Pointing entries for labeled objects:
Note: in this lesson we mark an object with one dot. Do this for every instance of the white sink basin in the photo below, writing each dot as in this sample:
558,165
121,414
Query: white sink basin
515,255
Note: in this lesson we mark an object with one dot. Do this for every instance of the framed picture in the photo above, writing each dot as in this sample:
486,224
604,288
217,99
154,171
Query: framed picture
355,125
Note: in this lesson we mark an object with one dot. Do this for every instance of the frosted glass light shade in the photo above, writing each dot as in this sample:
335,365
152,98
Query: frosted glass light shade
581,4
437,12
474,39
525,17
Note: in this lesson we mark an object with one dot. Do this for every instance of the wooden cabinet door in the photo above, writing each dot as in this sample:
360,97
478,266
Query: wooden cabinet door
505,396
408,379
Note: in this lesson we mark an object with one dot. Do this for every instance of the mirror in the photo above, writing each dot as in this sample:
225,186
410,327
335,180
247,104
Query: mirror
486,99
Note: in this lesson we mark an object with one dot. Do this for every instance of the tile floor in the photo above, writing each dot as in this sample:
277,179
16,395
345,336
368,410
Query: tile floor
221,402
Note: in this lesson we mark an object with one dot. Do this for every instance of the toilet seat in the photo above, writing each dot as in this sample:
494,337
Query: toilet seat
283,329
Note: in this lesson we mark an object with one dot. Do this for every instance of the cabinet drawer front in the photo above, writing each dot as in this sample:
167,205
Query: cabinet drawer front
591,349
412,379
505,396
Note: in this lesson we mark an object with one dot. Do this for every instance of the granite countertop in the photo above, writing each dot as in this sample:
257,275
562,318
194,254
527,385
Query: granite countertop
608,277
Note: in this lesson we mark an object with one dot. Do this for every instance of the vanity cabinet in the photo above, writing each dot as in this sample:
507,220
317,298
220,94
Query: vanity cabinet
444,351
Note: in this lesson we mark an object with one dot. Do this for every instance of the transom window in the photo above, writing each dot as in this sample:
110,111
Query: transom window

* Job
Copy all of the rows above line by line, reproducing each one without any change.

* The response
Note: in this lesson we mark an object with one dot. Do this for every instance of the white sink basin in the photo below, writing each dot as in this sample:
558,165
121,414
Query: white sink basin
515,255
Note: in this lesson we mark an object with one dot. Do this for every instance of the framed picture in the photo above, writing each dot as in this sample:
486,224
604,288
217,99
154,171
Query: framed picture
355,125
Note: in this lesson we mark an object with one dot. Do this for every instance of the frosted glass light shade in the photo above, writing each dot as in this sample:
335,365
152,98
Query: frosted glass light shade
581,4
437,12
474,39
525,17
Note: in this lesson we mark an object with one dot. Do this for every instance of the wooden cabinet door in the photo above, writing each dot as in this sample:
360,97
478,266
Query: wooden cabinet door
505,396
408,379
Note: in this lesson we mark an object with one dot. Do this for every instance of the mirror in the photo above, writing each dot as in this sample:
225,186
410,327
335,180
247,104
Query: mirror
486,99
Note: in this lesson we mark an object with one dot. Do this for every instance of the tile floor in the photo above, writing each dot as in this sample:
277,179
16,395
345,336
368,410
Query: tile floor
221,402
Note: in this lesson we mark an object with one dot. Do this for every instance of the toilet seat in the photo above, writing each dot as in this sample:
494,337
Query: toilet seat
283,329
Note: in this lesson we mark an object with one dot. Do this for every instance of the cabinet drawer front in the photo above, writing each dot as in this sample:
167,205
Query: cabinet drawer front
591,349
412,379
505,396
Note: in this lesson we mark an object with one dot. Do this for every instance of the granite countertop in the photo above, writing each dot as in this sample:
257,275
562,318
194,254
527,385
Query: granite countertop
608,277
Note: in this lesson we mark an object with one dot. Do this for every instance of the vanity cabinet in the photo above, writing each dot as in this sample:
507,220
317,298
220,94
Query: vanity cabinet
444,351
Note: in this lesson we mark an object with one dot. Do this for every instance of the transom window in the photo above, writing each dot as in this sample:
110,111
Query: transom window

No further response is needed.